* **The problem**
Gather every line below that contains the word "triangle" and copy each one in full. Case counts.

______________________________

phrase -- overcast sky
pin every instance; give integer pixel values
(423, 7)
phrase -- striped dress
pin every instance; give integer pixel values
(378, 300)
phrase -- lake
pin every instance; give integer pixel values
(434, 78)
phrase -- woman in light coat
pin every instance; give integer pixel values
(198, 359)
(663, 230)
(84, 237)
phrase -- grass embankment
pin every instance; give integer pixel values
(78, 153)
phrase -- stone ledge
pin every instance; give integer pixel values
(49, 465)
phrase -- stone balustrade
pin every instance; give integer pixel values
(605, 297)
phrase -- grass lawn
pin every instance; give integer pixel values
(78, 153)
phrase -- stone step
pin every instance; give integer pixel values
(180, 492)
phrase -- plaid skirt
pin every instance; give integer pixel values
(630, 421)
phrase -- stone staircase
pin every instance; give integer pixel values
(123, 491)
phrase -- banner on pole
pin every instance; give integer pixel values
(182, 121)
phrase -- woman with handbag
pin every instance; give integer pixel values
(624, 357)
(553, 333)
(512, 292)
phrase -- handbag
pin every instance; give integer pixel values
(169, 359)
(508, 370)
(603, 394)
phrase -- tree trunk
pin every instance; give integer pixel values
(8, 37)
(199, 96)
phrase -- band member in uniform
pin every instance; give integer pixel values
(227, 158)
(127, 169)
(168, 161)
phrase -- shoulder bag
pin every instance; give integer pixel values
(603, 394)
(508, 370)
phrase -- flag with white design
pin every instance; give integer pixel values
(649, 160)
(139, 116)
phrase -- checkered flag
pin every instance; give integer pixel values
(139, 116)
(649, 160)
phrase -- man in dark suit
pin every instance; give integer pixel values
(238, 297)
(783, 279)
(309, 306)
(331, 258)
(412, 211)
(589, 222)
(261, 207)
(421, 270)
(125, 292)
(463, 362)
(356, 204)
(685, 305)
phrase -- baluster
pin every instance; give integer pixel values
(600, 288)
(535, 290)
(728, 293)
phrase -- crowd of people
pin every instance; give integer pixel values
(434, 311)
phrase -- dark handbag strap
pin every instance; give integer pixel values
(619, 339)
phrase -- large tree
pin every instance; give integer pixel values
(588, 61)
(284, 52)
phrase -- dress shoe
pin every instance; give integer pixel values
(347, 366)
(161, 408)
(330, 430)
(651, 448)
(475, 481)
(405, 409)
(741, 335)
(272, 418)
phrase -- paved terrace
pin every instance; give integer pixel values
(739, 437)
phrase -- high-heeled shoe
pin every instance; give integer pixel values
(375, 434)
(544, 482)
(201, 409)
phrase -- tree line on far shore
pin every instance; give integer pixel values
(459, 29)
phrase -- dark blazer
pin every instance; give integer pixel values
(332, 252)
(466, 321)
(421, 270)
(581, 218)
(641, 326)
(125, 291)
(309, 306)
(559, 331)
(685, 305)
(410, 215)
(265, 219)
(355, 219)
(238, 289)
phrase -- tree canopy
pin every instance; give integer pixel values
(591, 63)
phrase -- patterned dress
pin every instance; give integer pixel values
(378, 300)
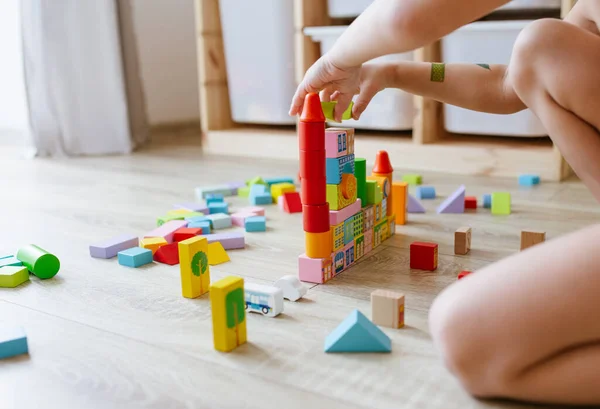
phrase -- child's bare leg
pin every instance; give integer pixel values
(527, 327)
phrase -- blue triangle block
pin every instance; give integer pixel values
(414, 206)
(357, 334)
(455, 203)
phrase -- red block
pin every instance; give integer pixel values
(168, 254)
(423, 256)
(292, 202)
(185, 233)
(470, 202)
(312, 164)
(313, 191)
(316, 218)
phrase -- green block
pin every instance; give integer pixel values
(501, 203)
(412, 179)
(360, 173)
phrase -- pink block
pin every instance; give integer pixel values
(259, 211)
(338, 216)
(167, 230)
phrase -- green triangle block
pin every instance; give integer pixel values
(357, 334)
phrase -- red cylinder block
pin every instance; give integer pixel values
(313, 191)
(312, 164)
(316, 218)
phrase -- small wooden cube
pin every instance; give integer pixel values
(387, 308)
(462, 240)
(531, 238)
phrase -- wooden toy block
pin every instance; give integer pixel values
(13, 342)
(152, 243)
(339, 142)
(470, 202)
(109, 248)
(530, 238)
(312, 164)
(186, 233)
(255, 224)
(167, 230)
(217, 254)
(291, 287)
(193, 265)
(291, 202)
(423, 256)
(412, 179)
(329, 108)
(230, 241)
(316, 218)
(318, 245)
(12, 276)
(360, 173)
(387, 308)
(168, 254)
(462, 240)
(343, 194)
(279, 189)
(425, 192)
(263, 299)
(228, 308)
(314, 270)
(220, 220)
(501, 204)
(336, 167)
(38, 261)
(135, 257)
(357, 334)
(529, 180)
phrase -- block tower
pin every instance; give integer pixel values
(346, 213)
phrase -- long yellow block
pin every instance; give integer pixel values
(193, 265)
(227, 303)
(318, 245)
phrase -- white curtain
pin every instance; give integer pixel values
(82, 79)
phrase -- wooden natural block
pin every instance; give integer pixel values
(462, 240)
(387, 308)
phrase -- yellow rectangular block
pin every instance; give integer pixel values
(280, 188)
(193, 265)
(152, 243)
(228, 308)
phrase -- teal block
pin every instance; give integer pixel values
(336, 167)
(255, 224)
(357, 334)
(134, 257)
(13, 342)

______________________________

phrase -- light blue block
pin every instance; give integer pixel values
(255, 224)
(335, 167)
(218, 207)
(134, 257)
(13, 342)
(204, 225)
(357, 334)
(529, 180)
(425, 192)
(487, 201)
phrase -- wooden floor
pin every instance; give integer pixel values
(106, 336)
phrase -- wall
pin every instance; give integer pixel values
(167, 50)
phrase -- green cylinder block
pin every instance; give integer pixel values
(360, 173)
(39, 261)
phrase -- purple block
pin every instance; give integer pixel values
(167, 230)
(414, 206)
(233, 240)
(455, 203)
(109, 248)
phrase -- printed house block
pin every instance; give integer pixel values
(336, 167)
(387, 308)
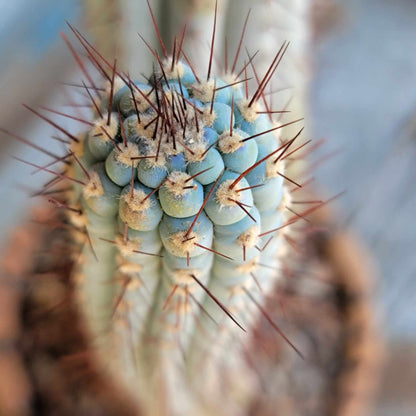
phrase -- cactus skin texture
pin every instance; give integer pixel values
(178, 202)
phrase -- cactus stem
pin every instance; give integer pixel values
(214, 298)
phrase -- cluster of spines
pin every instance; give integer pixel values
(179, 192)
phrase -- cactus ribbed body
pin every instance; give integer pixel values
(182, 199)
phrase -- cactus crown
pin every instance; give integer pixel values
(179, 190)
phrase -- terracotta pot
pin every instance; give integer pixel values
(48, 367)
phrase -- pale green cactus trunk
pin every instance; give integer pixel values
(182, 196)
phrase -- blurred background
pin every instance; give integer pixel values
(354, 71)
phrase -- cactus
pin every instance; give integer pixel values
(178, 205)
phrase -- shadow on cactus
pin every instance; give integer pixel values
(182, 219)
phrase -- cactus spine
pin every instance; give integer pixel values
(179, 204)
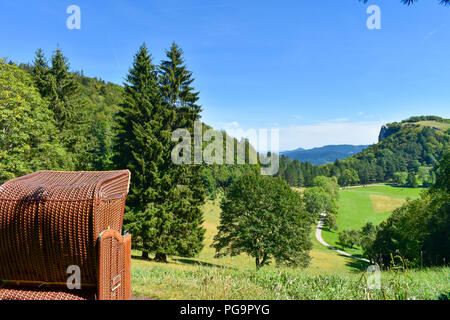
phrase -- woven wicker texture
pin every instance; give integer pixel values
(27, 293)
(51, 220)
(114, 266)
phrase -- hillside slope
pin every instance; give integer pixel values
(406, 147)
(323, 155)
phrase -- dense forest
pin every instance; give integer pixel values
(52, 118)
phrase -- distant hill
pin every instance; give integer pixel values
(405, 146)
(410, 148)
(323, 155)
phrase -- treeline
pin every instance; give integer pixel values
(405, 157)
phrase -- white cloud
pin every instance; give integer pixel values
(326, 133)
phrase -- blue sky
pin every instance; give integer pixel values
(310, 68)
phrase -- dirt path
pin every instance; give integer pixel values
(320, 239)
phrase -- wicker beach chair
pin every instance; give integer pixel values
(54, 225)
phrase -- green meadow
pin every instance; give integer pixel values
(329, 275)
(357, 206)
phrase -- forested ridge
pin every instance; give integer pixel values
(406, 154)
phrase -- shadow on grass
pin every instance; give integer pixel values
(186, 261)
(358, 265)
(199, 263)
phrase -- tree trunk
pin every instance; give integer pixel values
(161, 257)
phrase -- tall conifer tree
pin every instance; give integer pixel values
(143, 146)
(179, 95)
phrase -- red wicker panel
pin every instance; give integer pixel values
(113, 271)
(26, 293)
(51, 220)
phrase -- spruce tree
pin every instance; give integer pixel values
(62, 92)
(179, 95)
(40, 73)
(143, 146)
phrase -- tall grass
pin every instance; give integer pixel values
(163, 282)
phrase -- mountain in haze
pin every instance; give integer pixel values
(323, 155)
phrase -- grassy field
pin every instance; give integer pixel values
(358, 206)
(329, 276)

______________________________

* **Task response**
phrase -- blue triangle block
phrase -- green triangle block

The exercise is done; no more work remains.